Without the images, print all the entries below exactly as given.
#####
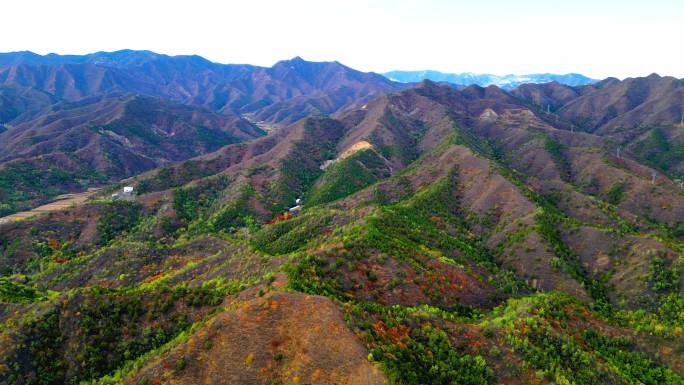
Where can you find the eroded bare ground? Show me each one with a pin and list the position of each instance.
(277, 338)
(63, 202)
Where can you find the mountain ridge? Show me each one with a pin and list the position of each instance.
(508, 82)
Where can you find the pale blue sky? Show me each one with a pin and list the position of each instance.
(598, 38)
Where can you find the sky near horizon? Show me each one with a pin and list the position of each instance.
(598, 38)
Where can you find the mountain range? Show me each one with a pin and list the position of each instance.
(503, 81)
(319, 225)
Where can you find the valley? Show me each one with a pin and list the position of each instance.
(469, 235)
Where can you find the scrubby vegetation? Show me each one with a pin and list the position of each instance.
(103, 329)
(117, 217)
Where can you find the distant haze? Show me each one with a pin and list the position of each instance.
(597, 38)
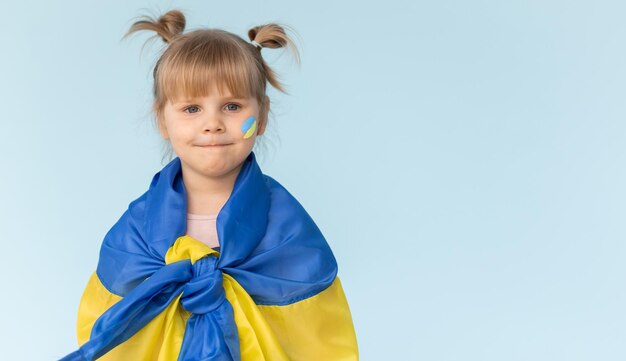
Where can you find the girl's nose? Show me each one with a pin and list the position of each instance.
(213, 123)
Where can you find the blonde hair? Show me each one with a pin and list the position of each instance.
(193, 60)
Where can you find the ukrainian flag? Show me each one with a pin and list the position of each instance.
(272, 293)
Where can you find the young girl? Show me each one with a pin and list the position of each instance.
(216, 260)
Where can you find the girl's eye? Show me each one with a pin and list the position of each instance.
(236, 105)
(191, 107)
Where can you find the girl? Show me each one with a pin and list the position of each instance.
(216, 260)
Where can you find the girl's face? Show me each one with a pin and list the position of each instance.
(212, 135)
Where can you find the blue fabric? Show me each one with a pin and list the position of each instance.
(269, 244)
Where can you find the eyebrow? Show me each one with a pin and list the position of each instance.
(192, 100)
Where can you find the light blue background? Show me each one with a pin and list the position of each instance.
(464, 159)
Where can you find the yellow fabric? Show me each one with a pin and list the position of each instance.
(316, 328)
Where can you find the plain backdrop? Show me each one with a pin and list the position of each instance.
(464, 159)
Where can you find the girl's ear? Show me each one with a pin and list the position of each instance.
(263, 116)
(163, 129)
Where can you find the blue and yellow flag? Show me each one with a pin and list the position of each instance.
(270, 293)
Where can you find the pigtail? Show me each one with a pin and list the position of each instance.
(168, 26)
(273, 36)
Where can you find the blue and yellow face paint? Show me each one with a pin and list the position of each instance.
(248, 127)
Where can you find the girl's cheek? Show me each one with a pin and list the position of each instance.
(248, 127)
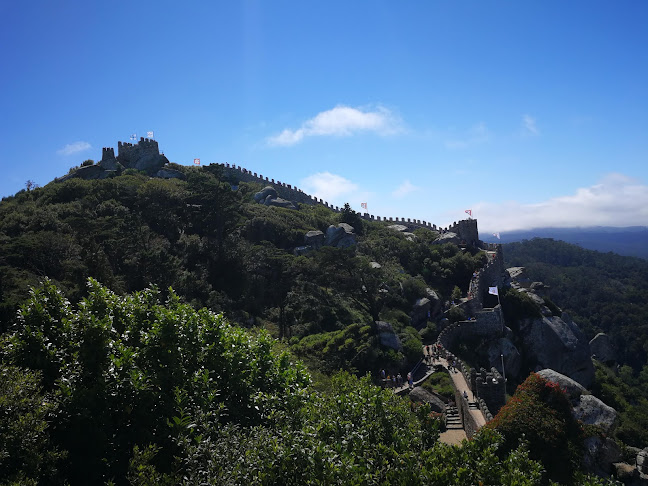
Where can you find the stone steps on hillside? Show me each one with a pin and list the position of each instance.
(453, 420)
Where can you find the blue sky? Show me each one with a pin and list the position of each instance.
(529, 113)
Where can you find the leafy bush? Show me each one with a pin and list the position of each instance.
(540, 412)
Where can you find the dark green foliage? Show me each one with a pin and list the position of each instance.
(26, 454)
(123, 367)
(540, 412)
(627, 392)
(440, 383)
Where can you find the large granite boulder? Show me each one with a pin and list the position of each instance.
(602, 348)
(586, 408)
(600, 454)
(572, 388)
(593, 411)
(387, 336)
(642, 461)
(561, 346)
(504, 347)
(340, 236)
(421, 395)
(447, 237)
(314, 238)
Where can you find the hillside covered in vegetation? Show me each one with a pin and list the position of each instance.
(139, 318)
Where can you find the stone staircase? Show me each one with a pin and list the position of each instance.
(453, 420)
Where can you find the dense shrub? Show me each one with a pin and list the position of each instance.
(540, 412)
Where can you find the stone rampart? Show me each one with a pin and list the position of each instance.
(465, 229)
(470, 425)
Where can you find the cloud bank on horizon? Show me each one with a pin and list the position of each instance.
(618, 200)
(340, 121)
(74, 148)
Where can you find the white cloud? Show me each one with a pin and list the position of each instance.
(340, 121)
(404, 189)
(327, 186)
(617, 200)
(476, 135)
(529, 124)
(73, 148)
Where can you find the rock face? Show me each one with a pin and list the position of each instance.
(602, 348)
(419, 314)
(593, 411)
(447, 237)
(419, 394)
(600, 453)
(388, 337)
(558, 345)
(573, 389)
(512, 359)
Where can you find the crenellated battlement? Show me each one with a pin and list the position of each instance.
(465, 229)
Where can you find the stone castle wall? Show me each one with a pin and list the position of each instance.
(466, 229)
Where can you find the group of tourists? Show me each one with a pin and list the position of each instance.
(395, 380)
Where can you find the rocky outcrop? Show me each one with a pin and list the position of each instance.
(600, 454)
(314, 239)
(572, 388)
(550, 342)
(504, 348)
(447, 237)
(420, 312)
(593, 411)
(602, 348)
(340, 236)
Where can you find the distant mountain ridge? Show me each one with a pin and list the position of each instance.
(627, 241)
#####
* _PROBLEM SOLUTION_
Where can you find the eroded bare ground? Show me each one with a pin and list the position of each instance.
(277, 338)
(63, 202)
Where can you find the mountain ridge? Show me each one with a pin and list the position of each instance.
(508, 82)
Where can you find the pale blue sky? Show me each one with a pin and list the position of each instance.
(598, 38)
Where can you find the sky near horizon? Show me each one with a pin and list the position of each instance.
(598, 38)
Where can you find the mountain range? Show me each one with a pin and list the position of each instance.
(503, 81)
(319, 225)
Where can you find the valley? Show me each one with a pin and list the position of each instance.
(469, 235)
Where can you find the scrubby vegetation? Show me each one with a pin and list the position of each instance.
(103, 329)
(117, 217)
Where can you find the distant haze? Show me each one with a pin and list the position of each instance.
(597, 38)
Where can you find the girl's nose? Show me each one with a pin and list the position of each instance.
(213, 123)
Where can you find the blonde hair? Show me each one with a pin and list the position of each instance.
(193, 60)
Where can you find the ukrainian flag? Show me each one with a pin and list the position of each instance.
(272, 293)
Where can you find the young girl? Show me each one with a pin and list the position of each instance.
(216, 260)
Where can you find the girl's eye? Show me each one with a pin and list the position of each instance.
(236, 105)
(191, 107)
Where can you find the girl? Show me each one with a pin and list the position of each instance.
(216, 260)
Where can you find the girl's face? Show me each one with a pin and list the position of each instance.
(212, 135)
Where can you find the blue fabric? Show me each one with a pin and list the position of each instance.
(269, 244)
Where can you find the eyebrow? Show me each one with a pin and list the position of each instance.
(192, 100)
Where can you find the light blue background? Show me each one with a pin and list the position of each instance.
(464, 159)
Where can you find the yellow fabric? Show me each one with a pin and list the position of each instance.
(316, 328)
Where can you find the plain backdrop? Show me each one with a pin and list the position of each instance.
(464, 159)
Where can you find the girl's ear? Show me each one with a pin and list the position of each instance.
(263, 116)
(163, 129)
Where can you find the blue and yellow flag? Show me each one with a pin and list the position of each instance.
(270, 293)
Where can you find the pigtail? Show me each one with a pin and list the position of each instance.
(168, 26)
(273, 36)
Where can you find the blue and yellow face paint? Show me each one with a pin and list the position of each instance.
(248, 127)
Where can you find the girl's cheek? Show me each one with a pin and list the position of each instance.
(248, 127)
Where can you find the stone steps on hillside? Show me each one with a pin and list the position of each instance.
(453, 420)
Where can you find the blue sky? Show me each one with a pin and list the position of each instance.
(529, 113)
Where can you find the leafy bush? Show me each one with a pin and list the position of each instance.
(540, 412)
Where can you find the dark green foliage? Show me each one with a pin and list the position of each instance.
(26, 454)
(123, 367)
(540, 412)
(627, 392)
(440, 383)
Where can you find the large granite boulder? Show me each one with a pin and list the position of each instance.
(602, 348)
(586, 408)
(600, 454)
(572, 388)
(593, 411)
(387, 336)
(642, 461)
(561, 346)
(504, 347)
(340, 236)
(421, 395)
(447, 237)
(314, 238)
Where can you find the hillside covered in vegetation? Show me each one with a pin and list the position of each instance.
(139, 318)
Where can you find the stone staircase? Show me each one with a pin and list the position of each instance.
(453, 420)
Where can you find the dense shrub? Show me each one with a pin and list the position of each instance.
(540, 412)
Where can you find the stone rampart? Show me each one with a pin and list the position of each instance.
(465, 229)
(470, 425)
Where can you find the cloud bank on horizon? Show me each one with a pin and list the position of each instance.
(618, 200)
(340, 121)
(74, 148)
Where can you find the white cloud? Show me each one with a pin and list the position of each instance.
(340, 121)
(404, 189)
(327, 186)
(617, 200)
(476, 135)
(529, 124)
(73, 148)
Where can you find the rock face? Show me each one with a pin and list the position of each instance.
(602, 348)
(419, 314)
(593, 411)
(447, 237)
(419, 394)
(600, 453)
(388, 337)
(558, 345)
(573, 389)
(512, 359)
Where can you find the crenellated battlement? Show me each one with a pin and list the position of each instance.
(465, 229)
Where can you find the stone castle wall? Show me each one with a pin and list the position of each instance.
(466, 229)
Where can you find the group of tourists? Show me each one with a pin and list the position of each instance.
(395, 380)
Where can you find the rocky outcrop? Show me each one with a pin and list the position of each instance.
(600, 454)
(314, 239)
(572, 388)
(550, 342)
(504, 348)
(447, 237)
(420, 312)
(593, 411)
(602, 348)
(340, 236)
Where can you find the distant mountain ridge? Show me each one with a pin and list the position of each instance.
(627, 241)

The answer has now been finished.